§ **INSTRUCTIONS TO FOLLOW**
Update the entries below by changing every "quickstart" to "tutorial" and leaving all other text as it is.

----------

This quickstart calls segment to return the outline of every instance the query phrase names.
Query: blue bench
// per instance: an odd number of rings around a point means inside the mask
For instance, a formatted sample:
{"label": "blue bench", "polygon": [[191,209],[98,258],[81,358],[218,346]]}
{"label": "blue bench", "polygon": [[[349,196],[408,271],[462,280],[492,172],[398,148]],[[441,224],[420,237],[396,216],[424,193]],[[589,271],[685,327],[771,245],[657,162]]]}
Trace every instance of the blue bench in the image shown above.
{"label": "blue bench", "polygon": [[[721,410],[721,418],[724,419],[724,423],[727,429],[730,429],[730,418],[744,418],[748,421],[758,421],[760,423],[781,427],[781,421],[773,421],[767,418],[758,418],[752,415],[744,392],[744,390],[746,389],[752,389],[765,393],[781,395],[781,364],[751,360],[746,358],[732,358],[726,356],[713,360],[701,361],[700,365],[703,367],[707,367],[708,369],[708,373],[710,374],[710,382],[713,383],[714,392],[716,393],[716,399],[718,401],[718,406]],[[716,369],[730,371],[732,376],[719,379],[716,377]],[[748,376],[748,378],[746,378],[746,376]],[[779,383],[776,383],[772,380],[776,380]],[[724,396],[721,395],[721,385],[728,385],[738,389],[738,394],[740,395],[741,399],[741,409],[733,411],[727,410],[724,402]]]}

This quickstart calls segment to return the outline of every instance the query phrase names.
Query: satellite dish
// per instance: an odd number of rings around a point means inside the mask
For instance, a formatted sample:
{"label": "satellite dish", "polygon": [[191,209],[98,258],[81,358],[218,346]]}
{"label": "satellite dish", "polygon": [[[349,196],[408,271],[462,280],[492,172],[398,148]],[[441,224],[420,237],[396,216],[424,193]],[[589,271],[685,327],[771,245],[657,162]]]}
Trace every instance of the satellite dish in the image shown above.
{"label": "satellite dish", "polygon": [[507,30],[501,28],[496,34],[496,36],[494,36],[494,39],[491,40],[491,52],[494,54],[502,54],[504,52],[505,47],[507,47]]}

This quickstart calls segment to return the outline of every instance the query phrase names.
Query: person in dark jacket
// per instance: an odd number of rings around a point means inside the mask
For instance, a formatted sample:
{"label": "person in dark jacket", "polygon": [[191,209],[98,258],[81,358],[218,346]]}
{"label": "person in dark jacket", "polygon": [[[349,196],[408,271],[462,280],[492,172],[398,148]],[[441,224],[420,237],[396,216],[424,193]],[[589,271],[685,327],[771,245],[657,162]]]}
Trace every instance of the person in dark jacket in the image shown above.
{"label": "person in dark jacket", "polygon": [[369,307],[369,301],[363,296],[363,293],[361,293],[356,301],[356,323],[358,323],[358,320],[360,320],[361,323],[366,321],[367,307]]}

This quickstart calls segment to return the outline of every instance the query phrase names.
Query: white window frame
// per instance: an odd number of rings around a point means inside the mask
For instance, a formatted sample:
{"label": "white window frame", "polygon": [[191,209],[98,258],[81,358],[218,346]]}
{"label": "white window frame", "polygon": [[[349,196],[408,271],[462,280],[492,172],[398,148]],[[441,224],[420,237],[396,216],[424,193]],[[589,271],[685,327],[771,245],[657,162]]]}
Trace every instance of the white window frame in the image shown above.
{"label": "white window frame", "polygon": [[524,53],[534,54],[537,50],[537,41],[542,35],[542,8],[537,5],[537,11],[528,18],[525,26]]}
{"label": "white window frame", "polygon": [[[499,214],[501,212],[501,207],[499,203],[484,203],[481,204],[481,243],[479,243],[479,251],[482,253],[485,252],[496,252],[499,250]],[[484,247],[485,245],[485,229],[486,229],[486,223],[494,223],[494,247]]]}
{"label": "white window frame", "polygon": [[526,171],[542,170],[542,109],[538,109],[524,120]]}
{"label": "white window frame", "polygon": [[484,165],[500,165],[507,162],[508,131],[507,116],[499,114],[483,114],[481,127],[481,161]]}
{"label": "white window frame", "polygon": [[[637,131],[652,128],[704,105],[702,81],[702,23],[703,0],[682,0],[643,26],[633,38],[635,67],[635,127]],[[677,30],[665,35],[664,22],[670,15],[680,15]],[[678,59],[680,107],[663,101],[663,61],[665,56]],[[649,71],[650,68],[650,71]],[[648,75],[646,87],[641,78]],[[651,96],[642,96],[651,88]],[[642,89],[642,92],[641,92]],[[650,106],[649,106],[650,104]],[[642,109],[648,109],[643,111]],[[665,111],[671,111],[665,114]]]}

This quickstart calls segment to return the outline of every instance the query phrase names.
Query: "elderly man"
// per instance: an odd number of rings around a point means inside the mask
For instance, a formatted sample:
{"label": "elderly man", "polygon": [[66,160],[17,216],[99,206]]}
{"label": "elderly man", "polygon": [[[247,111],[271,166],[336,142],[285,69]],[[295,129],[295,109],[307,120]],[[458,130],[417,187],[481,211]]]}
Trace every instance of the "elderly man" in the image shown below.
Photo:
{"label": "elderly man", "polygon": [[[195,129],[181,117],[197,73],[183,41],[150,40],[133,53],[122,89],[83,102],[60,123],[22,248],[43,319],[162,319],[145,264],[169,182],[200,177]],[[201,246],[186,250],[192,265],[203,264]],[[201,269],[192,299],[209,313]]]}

----------

§ **RESPONSE BELOW**
This tutorial calls segment to return the outline of every instance the query phrase names.
Query: blue bench
// per instance: an odd number of rings around a point means inside the mask
For instance, a formatted sample:
{"label": "blue bench", "polygon": [[191,209],[98,258],[81,358],[218,346]]}
{"label": "blue bench", "polygon": [[[349,196],[408,271],[462,280],[492,172],[398,148]],[[441,224],[420,237],[396,216],[424,193]],[[589,271],[685,327],[771,245],[657,162]]]}
Trace every instance of the blue bench in the image shown above.
{"label": "blue bench", "polygon": [[[721,410],[721,418],[724,419],[724,423],[727,429],[730,429],[730,418],[744,418],[748,421],[758,421],[760,423],[781,427],[781,421],[773,421],[767,418],[758,418],[752,415],[744,392],[744,390],[746,389],[752,389],[765,393],[781,395],[781,364],[751,360],[746,358],[732,358],[726,356],[713,360],[701,361],[700,365],[703,367],[707,367],[708,369],[708,373],[710,374],[710,382],[713,383],[714,392],[716,393],[716,399],[718,401],[718,406]],[[716,369],[730,371],[732,376],[719,379],[716,377]],[[748,376],[748,378],[746,378],[746,376]],[[779,383],[776,383],[772,380],[776,380]],[[724,396],[721,395],[721,385],[728,385],[738,389],[738,394],[740,395],[741,399],[741,409],[733,411],[727,410],[724,402]]]}

This tutorial calls segment to return the outline of every instance the query phrase names.
Query: satellite dish
// per instance: an odd number of rings around a point means inside the mask
For instance, a formatted sample:
{"label": "satellite dish", "polygon": [[191,209],[98,258],[81,358],[218,346]]}
{"label": "satellite dish", "polygon": [[[349,196],[408,271],[462,280],[492,172],[398,148]],[[441,224],[420,237],[396,216],[424,193]],[[589,271],[685,327],[771,245],[657,162]]]}
Trace every instance of the satellite dish in the image shown above.
{"label": "satellite dish", "polygon": [[507,30],[501,28],[496,34],[496,36],[494,36],[494,39],[491,40],[491,52],[494,54],[502,54],[504,52],[505,47],[507,47]]}

This tutorial calls segment to return the outline of every instance the query phrase names.
Query: person in dark jacket
// per instance: an odd number of rings around a point means inside the mask
For instance, a formatted sample:
{"label": "person in dark jacket", "polygon": [[191,209],[98,258],[81,358],[218,346]]}
{"label": "person in dark jacket", "polygon": [[[349,196],[408,271],[462,280],[492,172],[398,148]],[[441,224],[420,237],[396,216],[424,193]],[[589,271],[685,327],[771,245],[657,162]]]}
Trace every instance of the person in dark jacket in the image shown above.
{"label": "person in dark jacket", "polygon": [[369,307],[369,301],[363,296],[363,293],[361,293],[356,301],[356,323],[358,323],[358,320],[360,320],[361,323],[366,321],[367,307]]}

This tutorial calls segment to return the outline of every instance the query phrase names.
Query: white window frame
// per instance: an odd number of rings around a point means inside the mask
For instance, a formatted sample:
{"label": "white window frame", "polygon": [[191,209],[98,258],[81,358],[218,346]]}
{"label": "white window frame", "polygon": [[[349,196],[408,271],[462,280],[492,172],[398,148]],[[441,224],[420,237],[396,216],[424,193]],[[589,271],[685,327],[771,245],[657,162]]]}
Trace every instance of the white window frame in the image shown above.
{"label": "white window frame", "polygon": [[524,53],[534,54],[537,50],[537,41],[542,35],[542,8],[537,5],[537,11],[528,18],[525,26]]}
{"label": "white window frame", "polygon": [[[499,214],[501,212],[501,207],[499,203],[484,203],[481,204],[481,243],[479,243],[479,251],[482,253],[485,252],[496,252],[499,250]],[[484,247],[485,245],[485,229],[486,229],[486,223],[494,223],[494,247]]]}
{"label": "white window frame", "polygon": [[526,171],[542,170],[542,109],[538,109],[524,120]]}
{"label": "white window frame", "polygon": [[484,165],[500,165],[507,162],[508,131],[507,116],[499,114],[483,114],[481,127],[481,161]]}
{"label": "white window frame", "polygon": [[[637,131],[652,128],[704,105],[702,81],[702,23],[703,0],[682,0],[643,26],[633,38],[635,67],[635,127]],[[677,30],[665,35],[664,22],[670,15],[680,15]],[[678,59],[680,107],[663,101],[663,61],[665,56]],[[649,71],[650,68],[650,71]],[[648,75],[646,87],[641,78]],[[651,96],[642,96],[651,88]],[[642,89],[642,92],[641,92]],[[650,106],[649,106],[650,104]],[[642,109],[648,109],[643,111]],[[665,111],[671,111],[665,114]]]}

This tutorial calls segment to return the outline of every instance the query phrase names.
Query: "elderly man"
// per instance: an odd number of rings around a point means inside the mask
For instance, a formatted sample:
{"label": "elderly man", "polygon": [[66,160],[17,216],[99,206]]}
{"label": "elderly man", "polygon": [[[247,111],[271,166],[336,142],[285,69]],[[295,129],[295,109],[307,120]],[[458,130],[417,187],[481,211]]]}
Trace every instance of the "elderly man" in the image shown below.
Photo:
{"label": "elderly man", "polygon": [[[195,129],[181,117],[197,73],[183,41],[150,40],[133,53],[122,89],[83,102],[60,123],[22,248],[43,319],[162,319],[145,264],[169,182],[200,177]],[[201,246],[186,250],[192,265],[203,264]],[[201,269],[192,299],[209,313]]]}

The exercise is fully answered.